**Task prompt:**
Below are records; report how many of their lines contain the word "long", giving only the number.

**Data provided:**
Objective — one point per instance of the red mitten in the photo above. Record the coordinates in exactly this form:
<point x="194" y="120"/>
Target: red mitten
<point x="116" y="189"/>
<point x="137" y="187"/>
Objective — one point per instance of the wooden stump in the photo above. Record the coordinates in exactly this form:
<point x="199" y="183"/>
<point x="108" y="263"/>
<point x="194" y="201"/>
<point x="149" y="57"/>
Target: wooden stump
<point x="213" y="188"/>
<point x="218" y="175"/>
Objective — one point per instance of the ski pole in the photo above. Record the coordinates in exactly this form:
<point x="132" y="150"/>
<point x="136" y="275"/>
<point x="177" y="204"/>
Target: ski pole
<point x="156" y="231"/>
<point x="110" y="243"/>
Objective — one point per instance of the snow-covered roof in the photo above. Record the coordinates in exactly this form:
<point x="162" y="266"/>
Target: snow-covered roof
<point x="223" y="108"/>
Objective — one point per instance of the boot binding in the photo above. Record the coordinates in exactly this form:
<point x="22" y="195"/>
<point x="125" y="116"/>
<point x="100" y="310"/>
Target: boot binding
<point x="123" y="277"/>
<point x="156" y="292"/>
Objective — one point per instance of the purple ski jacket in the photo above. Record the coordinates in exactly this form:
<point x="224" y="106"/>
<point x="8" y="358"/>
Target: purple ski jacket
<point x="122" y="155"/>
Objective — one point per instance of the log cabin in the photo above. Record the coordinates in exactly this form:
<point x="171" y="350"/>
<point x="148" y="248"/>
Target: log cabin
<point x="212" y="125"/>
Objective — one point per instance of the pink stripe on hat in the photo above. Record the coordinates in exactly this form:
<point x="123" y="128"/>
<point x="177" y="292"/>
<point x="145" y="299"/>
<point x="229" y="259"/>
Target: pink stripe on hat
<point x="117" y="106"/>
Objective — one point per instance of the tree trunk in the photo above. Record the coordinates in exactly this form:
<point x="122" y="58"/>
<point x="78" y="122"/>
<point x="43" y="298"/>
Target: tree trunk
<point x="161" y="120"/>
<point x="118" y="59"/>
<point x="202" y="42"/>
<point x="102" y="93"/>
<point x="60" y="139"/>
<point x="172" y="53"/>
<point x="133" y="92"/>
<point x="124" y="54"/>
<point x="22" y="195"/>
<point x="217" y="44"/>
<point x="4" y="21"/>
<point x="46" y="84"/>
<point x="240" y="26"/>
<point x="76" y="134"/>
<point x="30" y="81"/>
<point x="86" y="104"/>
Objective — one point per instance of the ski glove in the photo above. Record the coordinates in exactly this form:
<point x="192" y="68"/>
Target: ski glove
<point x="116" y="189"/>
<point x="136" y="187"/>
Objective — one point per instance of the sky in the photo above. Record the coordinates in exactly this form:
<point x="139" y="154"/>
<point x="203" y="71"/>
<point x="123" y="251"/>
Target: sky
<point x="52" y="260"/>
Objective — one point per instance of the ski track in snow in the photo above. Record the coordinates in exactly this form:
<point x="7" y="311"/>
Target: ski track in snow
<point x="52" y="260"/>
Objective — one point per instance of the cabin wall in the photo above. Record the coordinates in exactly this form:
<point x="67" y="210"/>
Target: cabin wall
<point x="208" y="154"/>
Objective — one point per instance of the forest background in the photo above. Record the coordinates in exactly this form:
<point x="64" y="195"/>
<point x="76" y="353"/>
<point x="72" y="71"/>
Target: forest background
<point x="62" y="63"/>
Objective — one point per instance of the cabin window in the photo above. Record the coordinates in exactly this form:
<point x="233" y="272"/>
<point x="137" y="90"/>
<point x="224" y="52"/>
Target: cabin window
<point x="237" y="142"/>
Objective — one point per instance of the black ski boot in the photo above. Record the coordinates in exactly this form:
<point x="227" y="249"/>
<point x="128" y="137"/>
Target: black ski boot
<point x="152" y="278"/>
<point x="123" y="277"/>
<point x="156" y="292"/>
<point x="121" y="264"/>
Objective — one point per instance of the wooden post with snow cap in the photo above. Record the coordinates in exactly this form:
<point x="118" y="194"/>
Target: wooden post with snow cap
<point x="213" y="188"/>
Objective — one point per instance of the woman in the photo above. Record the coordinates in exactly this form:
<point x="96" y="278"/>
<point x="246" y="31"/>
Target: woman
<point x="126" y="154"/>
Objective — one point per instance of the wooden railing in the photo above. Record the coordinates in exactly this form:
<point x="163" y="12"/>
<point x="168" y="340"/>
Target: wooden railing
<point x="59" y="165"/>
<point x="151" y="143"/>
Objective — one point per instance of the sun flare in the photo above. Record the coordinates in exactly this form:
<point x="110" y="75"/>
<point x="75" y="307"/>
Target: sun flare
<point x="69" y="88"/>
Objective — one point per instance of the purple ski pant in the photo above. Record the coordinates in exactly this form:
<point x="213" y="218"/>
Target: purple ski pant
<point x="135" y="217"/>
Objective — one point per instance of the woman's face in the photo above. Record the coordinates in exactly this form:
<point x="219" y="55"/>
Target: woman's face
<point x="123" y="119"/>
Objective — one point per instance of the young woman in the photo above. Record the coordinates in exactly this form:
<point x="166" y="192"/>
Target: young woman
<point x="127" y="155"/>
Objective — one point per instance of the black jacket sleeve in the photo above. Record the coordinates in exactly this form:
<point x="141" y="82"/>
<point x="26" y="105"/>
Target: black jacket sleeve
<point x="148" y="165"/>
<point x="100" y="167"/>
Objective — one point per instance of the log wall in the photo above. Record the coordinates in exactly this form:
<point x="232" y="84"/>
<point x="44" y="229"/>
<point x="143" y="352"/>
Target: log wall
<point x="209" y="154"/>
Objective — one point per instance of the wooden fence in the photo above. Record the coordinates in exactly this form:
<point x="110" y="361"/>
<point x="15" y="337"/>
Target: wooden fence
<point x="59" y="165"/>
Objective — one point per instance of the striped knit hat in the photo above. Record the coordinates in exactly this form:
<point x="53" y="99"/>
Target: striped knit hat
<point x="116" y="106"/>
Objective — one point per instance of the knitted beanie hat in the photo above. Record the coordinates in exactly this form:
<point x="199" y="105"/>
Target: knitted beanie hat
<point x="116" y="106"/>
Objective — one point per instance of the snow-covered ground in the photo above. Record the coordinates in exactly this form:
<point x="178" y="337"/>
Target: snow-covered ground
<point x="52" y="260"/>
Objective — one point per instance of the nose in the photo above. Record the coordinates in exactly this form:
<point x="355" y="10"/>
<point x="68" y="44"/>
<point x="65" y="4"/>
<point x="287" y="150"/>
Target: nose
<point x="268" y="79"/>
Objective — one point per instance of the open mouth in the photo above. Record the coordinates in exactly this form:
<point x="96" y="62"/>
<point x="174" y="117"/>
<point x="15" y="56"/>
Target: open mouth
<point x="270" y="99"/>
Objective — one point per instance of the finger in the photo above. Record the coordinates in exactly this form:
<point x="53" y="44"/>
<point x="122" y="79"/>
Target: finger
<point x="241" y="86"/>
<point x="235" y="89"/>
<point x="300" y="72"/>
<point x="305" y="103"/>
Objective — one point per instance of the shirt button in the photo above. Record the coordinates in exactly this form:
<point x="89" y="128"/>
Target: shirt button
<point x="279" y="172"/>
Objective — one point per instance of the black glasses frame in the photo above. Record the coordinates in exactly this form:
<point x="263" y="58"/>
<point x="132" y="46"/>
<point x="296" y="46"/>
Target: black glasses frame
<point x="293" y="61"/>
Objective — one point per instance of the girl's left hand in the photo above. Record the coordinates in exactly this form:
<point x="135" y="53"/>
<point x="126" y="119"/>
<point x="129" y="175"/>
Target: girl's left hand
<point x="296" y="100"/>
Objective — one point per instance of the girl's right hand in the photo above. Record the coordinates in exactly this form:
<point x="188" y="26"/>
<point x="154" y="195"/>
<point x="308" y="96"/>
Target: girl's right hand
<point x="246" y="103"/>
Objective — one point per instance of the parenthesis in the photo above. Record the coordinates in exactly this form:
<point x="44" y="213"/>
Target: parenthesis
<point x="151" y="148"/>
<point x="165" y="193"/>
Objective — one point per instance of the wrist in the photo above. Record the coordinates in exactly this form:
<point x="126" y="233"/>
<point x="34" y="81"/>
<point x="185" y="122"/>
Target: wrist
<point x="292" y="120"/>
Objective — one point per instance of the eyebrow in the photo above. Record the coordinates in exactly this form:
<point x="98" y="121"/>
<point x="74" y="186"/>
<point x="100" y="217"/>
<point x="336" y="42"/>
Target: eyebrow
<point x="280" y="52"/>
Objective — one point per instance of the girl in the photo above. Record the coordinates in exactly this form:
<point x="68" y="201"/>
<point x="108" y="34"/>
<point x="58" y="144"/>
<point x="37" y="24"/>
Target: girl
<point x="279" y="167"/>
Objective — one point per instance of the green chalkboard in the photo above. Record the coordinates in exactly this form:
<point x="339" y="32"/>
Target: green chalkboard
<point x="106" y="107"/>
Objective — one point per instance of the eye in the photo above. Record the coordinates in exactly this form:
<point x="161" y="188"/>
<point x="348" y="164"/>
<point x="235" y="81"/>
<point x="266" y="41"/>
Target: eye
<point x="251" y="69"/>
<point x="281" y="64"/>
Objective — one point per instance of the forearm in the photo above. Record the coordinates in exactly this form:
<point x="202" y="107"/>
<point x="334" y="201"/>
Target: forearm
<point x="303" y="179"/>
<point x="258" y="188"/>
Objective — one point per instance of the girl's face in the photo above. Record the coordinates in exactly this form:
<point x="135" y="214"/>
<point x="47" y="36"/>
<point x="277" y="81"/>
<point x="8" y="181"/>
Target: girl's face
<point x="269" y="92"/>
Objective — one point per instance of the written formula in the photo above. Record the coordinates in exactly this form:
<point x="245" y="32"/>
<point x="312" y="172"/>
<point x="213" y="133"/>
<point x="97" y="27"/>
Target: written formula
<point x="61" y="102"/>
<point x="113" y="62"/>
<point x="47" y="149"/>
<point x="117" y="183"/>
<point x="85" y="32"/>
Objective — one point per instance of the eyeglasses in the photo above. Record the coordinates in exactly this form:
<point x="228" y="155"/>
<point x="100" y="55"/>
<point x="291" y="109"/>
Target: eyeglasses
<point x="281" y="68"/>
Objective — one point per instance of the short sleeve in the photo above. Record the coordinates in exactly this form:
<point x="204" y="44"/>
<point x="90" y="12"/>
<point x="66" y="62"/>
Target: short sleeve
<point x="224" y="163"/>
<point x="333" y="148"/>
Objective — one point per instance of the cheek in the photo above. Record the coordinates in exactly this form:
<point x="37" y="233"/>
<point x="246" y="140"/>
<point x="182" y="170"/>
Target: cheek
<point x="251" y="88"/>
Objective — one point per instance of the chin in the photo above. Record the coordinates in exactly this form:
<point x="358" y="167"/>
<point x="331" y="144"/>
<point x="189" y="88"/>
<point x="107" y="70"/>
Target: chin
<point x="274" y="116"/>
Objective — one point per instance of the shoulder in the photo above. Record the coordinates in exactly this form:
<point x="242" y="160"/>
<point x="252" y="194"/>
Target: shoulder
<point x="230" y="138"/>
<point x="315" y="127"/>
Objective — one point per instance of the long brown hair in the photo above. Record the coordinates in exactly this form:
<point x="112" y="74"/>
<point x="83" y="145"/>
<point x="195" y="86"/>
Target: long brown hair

**Reply to the task:**
2